• **DATA ENTRIES**:
[start]
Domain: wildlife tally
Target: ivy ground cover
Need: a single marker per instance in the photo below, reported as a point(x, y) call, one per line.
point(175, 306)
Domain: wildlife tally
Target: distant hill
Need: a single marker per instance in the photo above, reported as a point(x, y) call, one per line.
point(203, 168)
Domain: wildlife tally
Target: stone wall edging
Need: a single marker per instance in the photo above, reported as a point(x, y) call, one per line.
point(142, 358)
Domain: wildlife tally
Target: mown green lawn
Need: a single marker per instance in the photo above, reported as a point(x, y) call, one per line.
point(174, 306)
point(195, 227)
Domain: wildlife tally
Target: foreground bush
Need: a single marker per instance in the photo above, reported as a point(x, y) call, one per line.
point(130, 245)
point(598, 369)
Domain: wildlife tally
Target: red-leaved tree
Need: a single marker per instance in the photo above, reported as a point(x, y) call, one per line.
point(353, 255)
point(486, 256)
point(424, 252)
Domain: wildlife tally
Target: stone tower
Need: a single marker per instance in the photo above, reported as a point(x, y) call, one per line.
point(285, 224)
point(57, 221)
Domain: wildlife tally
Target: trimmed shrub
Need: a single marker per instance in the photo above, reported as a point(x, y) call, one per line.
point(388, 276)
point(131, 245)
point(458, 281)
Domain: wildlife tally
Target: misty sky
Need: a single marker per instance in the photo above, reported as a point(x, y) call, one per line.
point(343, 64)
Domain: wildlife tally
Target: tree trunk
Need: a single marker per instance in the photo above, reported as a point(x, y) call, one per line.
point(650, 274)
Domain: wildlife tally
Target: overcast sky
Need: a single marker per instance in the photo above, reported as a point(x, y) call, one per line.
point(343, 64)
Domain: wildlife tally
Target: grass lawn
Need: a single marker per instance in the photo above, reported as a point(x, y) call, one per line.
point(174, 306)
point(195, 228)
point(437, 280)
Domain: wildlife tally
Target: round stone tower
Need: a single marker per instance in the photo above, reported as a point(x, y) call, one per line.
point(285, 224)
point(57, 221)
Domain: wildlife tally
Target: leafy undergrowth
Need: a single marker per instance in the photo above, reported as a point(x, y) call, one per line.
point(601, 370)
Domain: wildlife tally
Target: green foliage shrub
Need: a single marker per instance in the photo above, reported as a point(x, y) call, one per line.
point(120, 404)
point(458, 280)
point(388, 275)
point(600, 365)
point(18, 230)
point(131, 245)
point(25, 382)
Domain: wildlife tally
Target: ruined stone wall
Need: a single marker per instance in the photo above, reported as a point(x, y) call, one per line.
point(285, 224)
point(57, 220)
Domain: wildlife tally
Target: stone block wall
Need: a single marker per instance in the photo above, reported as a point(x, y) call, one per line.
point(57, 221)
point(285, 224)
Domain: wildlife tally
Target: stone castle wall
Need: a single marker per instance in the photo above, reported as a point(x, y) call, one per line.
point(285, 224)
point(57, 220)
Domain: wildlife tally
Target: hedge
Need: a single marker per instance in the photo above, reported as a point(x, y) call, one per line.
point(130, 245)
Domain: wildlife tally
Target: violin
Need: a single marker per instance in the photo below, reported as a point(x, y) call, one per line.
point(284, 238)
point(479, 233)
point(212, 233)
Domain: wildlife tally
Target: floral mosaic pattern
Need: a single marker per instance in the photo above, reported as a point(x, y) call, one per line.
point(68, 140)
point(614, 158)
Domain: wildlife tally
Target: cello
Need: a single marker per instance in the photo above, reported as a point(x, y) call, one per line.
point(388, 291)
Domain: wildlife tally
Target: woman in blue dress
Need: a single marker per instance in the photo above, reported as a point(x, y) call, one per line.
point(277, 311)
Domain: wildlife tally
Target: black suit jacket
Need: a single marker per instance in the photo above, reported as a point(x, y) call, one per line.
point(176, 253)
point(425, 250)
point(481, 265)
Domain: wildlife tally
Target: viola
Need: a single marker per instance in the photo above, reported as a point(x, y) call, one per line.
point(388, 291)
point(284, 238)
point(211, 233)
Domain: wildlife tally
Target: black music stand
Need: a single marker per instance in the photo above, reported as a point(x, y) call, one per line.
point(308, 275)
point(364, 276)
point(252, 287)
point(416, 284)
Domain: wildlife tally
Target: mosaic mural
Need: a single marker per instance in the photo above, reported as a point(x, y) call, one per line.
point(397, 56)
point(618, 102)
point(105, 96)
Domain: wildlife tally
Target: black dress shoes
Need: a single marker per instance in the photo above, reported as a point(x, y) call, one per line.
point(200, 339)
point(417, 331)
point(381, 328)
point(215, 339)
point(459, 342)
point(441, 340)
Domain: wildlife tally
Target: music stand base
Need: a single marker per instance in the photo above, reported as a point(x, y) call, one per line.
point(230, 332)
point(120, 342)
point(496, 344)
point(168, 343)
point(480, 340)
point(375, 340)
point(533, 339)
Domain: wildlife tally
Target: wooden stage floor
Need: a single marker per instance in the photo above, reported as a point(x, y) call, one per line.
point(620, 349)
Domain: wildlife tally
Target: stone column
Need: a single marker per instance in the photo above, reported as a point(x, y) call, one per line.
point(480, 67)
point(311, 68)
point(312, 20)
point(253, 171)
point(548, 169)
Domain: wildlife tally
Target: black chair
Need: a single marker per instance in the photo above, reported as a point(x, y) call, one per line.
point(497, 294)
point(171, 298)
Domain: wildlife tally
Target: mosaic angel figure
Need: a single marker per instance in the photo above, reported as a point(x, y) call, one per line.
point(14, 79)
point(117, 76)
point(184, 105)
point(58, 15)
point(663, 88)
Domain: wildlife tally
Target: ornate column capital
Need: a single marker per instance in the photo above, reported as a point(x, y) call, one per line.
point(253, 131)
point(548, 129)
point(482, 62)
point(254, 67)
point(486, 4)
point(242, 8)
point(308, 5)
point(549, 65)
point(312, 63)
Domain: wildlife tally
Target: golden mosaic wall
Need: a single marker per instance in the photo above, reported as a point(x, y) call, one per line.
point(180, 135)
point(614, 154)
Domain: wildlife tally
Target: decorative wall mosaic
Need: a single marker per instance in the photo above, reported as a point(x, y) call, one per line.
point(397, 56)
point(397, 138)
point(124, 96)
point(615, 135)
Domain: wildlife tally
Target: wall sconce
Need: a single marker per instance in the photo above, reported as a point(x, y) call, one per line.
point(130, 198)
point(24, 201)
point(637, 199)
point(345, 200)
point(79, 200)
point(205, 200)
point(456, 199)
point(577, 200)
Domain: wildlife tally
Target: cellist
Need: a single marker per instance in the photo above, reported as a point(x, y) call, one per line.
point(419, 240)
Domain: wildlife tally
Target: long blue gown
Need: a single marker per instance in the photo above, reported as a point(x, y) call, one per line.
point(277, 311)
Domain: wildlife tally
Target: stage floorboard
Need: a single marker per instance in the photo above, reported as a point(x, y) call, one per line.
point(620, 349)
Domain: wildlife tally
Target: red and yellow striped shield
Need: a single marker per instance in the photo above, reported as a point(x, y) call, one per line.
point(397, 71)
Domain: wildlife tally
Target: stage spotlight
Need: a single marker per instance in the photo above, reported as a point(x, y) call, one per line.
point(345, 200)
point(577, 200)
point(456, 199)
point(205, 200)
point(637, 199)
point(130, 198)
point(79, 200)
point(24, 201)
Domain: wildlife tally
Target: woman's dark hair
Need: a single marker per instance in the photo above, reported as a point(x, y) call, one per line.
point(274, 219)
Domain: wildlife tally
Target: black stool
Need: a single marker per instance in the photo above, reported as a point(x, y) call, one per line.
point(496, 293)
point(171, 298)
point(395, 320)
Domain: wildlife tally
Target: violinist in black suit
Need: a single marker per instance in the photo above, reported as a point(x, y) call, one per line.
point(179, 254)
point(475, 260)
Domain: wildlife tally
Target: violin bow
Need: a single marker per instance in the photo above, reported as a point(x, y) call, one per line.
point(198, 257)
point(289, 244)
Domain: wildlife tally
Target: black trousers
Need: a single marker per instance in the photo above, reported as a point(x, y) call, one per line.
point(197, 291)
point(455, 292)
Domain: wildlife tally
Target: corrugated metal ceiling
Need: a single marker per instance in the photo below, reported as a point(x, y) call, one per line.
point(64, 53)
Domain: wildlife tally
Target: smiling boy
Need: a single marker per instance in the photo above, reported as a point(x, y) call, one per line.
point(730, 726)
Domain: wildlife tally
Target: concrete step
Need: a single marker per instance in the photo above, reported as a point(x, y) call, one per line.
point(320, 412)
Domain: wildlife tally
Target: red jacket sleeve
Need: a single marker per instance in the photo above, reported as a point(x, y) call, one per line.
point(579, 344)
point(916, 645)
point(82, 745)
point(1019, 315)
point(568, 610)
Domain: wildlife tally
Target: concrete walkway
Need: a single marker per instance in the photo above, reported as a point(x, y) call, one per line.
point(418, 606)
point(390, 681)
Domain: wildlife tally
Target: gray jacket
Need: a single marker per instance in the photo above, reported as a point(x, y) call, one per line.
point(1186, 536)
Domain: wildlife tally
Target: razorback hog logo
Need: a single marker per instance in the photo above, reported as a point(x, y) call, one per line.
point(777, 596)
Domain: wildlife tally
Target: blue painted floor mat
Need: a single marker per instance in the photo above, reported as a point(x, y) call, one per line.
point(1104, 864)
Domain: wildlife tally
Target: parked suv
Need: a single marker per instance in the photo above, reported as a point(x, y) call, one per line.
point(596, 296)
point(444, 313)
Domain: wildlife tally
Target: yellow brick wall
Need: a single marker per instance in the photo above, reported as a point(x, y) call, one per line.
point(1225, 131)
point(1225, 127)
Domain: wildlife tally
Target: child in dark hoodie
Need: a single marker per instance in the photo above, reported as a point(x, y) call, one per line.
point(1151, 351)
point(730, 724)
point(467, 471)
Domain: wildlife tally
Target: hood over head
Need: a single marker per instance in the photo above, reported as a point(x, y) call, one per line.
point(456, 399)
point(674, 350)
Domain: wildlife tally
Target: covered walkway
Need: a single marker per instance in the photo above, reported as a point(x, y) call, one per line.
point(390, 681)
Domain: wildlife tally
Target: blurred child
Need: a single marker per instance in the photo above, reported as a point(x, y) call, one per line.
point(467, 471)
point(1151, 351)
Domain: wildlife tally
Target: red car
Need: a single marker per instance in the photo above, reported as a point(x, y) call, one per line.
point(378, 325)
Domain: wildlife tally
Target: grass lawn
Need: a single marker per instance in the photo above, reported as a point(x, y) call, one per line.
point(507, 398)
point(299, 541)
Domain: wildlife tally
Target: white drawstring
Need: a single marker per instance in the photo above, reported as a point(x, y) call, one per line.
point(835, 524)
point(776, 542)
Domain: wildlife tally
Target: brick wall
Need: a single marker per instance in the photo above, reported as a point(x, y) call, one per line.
[end]
• **PROBLEM TO WORK ON**:
Pull out every line of the rows above that contains the string "dress" and copy each such line in full.

• **TASK ANSWER**:
Target: woman in blue dress
Target: black dress shoes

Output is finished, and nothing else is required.